→ **RECORDS FOR THIS TASK**
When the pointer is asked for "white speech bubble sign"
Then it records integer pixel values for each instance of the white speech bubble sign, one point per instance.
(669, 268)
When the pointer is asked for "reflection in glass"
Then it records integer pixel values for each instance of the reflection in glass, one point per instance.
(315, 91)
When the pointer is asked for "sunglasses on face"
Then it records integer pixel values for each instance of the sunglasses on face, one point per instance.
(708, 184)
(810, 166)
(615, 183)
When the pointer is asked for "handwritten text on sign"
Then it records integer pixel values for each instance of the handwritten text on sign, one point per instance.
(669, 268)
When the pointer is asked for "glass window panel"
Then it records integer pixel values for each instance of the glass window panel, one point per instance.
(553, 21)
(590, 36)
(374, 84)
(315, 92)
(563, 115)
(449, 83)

→ **EXERCISE BRIEF**
Please find every line in the listing above that contains the word "reflection" and copy each of those lines.

→ **REPLY TO THE EXERCISE**
When the pointer is asked for "reflection in glass"
Then it records integer pixel values for each instance of the reflection in glass, one point per instance.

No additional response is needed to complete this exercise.